= Work order =
Only the lines from the one that contains "Box every visible wheel—output" through the last line of the records should appear, each printed exactly as it is.
======== Data shown ========
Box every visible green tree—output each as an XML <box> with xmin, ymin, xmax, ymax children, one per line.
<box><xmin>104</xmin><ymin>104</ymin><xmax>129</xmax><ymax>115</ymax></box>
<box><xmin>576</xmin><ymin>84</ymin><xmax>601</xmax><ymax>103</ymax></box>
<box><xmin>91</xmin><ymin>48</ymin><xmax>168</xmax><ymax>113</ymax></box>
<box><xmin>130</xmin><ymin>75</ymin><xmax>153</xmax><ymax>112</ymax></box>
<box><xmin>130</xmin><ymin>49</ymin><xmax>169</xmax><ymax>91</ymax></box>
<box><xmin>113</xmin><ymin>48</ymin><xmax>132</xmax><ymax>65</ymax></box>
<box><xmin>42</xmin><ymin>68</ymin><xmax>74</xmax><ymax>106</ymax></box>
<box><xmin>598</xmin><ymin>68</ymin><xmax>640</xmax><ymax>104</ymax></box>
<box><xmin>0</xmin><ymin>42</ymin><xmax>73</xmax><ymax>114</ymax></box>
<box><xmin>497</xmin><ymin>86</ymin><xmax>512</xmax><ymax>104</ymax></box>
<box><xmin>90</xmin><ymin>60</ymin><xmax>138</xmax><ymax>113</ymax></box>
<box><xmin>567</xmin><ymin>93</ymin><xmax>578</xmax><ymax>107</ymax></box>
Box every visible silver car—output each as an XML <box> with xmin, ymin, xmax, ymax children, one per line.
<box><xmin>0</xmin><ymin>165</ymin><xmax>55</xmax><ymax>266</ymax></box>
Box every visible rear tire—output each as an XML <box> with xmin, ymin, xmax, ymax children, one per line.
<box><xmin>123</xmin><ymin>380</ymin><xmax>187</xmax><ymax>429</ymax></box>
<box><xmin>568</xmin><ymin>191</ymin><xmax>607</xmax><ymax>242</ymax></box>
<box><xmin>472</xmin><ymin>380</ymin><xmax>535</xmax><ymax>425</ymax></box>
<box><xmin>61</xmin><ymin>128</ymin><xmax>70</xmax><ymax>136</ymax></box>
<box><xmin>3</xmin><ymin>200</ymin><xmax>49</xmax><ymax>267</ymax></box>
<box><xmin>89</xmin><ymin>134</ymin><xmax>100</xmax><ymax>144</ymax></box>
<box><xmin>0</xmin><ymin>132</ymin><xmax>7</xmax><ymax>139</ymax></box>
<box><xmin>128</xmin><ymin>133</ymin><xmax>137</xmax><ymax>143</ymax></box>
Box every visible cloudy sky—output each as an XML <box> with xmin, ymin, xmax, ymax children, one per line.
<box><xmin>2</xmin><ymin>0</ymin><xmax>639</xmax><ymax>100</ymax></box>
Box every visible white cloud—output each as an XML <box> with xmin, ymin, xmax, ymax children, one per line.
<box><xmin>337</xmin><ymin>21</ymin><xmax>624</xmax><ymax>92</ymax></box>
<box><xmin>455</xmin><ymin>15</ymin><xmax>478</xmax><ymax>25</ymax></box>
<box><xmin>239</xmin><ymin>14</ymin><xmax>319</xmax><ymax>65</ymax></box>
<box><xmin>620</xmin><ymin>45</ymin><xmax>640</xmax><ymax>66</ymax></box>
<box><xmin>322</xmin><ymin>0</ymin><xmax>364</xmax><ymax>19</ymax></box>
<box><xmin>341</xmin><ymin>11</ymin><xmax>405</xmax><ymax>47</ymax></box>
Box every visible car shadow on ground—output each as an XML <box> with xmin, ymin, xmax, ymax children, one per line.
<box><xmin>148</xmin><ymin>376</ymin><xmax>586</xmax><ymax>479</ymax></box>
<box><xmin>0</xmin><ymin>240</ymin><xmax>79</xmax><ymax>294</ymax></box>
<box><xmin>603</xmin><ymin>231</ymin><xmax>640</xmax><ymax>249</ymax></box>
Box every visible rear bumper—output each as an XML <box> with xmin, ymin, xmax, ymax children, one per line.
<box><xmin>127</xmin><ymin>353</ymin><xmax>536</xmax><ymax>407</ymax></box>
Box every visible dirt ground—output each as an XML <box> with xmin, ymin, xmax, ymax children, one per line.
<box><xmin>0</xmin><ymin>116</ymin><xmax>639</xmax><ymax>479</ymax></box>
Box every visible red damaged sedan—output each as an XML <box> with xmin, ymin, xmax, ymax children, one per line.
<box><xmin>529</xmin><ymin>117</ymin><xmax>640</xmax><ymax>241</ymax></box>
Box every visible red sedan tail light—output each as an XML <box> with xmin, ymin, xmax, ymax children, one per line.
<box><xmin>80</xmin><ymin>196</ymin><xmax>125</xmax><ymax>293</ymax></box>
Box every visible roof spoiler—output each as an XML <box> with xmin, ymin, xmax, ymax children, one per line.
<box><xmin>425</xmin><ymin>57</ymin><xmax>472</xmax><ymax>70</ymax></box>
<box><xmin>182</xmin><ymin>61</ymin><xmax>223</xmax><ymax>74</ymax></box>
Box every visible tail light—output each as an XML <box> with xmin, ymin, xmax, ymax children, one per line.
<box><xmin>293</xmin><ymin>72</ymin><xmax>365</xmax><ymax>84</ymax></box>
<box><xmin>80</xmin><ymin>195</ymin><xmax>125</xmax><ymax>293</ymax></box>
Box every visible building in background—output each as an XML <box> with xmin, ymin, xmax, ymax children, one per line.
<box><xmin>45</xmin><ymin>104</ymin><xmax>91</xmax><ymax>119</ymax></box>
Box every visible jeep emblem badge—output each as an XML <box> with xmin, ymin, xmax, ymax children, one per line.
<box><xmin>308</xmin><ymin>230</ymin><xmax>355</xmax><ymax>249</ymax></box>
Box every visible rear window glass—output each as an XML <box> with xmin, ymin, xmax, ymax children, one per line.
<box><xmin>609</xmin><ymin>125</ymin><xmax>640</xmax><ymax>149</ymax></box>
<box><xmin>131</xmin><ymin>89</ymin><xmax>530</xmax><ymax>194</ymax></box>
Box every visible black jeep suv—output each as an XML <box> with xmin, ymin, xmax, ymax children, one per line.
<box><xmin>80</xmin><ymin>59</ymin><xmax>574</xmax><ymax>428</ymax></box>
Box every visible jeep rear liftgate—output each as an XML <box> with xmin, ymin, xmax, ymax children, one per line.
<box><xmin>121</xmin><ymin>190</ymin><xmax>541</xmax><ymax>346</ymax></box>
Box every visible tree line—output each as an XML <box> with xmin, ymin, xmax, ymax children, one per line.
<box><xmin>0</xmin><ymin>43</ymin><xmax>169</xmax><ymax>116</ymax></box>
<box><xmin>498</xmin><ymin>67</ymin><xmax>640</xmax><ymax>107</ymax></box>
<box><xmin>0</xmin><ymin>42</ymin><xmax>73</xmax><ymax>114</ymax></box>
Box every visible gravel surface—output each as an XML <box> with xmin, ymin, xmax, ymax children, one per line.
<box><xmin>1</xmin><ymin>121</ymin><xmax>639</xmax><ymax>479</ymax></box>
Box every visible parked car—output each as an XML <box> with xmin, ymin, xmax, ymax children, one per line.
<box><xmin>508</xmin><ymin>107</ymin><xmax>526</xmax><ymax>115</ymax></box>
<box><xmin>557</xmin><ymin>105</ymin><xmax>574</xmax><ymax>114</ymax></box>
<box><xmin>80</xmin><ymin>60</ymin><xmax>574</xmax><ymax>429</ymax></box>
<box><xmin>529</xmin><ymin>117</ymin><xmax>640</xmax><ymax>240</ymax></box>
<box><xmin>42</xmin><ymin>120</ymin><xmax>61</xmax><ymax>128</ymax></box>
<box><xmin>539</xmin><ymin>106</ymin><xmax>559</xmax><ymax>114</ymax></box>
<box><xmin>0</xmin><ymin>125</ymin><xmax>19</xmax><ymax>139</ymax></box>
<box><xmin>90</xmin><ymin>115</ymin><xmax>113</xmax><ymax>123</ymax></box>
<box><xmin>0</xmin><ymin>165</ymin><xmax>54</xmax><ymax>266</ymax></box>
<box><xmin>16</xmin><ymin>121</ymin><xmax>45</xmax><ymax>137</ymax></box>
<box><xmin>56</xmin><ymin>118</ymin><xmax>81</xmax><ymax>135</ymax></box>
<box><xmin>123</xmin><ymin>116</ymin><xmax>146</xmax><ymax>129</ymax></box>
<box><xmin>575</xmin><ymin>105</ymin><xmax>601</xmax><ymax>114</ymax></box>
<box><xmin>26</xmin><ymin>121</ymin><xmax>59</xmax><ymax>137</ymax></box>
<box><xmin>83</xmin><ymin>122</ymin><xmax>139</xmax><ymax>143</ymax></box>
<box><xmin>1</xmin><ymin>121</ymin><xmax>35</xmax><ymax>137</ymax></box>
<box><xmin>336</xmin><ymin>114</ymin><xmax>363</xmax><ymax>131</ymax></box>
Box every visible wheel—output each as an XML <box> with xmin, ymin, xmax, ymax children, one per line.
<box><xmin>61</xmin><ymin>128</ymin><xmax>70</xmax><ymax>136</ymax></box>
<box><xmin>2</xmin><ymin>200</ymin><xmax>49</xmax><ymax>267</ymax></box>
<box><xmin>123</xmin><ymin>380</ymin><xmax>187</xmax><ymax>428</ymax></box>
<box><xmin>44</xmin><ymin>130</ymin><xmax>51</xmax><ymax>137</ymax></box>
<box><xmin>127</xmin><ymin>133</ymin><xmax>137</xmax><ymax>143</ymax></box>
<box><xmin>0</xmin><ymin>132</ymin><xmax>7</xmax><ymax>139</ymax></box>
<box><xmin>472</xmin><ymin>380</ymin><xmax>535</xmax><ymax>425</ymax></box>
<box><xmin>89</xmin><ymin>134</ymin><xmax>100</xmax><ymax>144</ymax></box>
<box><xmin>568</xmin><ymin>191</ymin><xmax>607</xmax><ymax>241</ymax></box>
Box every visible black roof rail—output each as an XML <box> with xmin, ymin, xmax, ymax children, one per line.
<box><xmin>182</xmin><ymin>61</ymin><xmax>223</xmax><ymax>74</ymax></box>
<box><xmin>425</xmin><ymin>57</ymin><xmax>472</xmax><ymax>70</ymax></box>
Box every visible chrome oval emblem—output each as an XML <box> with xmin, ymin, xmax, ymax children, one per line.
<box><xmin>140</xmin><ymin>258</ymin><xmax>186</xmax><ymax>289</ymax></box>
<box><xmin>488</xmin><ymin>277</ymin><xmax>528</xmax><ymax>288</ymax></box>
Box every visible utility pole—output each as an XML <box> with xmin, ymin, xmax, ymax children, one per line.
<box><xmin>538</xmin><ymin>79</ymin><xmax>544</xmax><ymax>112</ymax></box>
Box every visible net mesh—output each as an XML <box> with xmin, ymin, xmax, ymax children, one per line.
========
= Reply =
Box every visible wheel—output each as an XML <box> with xmin, ymin, xmax, ymax children, one per line.
<box><xmin>61</xmin><ymin>128</ymin><xmax>70</xmax><ymax>136</ymax></box>
<box><xmin>2</xmin><ymin>200</ymin><xmax>49</xmax><ymax>267</ymax></box>
<box><xmin>123</xmin><ymin>380</ymin><xmax>187</xmax><ymax>428</ymax></box>
<box><xmin>44</xmin><ymin>130</ymin><xmax>51</xmax><ymax>137</ymax></box>
<box><xmin>127</xmin><ymin>133</ymin><xmax>137</xmax><ymax>143</ymax></box>
<box><xmin>0</xmin><ymin>132</ymin><xmax>7</xmax><ymax>139</ymax></box>
<box><xmin>472</xmin><ymin>380</ymin><xmax>535</xmax><ymax>425</ymax></box>
<box><xmin>89</xmin><ymin>134</ymin><xmax>100</xmax><ymax>144</ymax></box>
<box><xmin>568</xmin><ymin>191</ymin><xmax>607</xmax><ymax>241</ymax></box>
Box every visible black roof rail—output each as an XML <box> with xmin, ymin, xmax, ymax children, one per line.
<box><xmin>182</xmin><ymin>61</ymin><xmax>223</xmax><ymax>74</ymax></box>
<box><xmin>425</xmin><ymin>57</ymin><xmax>472</xmax><ymax>70</ymax></box>
Box every visible chrome oval emblem—output each as an XML <box> with xmin, ymin, xmax, ymax children, one per line.
<box><xmin>140</xmin><ymin>258</ymin><xmax>186</xmax><ymax>289</ymax></box>
<box><xmin>488</xmin><ymin>277</ymin><xmax>528</xmax><ymax>288</ymax></box>
Box every visible utility pole—output each as an XML <box> with xmin, ymin, xmax, ymax children, one per line.
<box><xmin>538</xmin><ymin>79</ymin><xmax>544</xmax><ymax>112</ymax></box>
Box every visible net mesh—output each as an XML <box> with xmin, ymin, xmax, ymax children, one per line.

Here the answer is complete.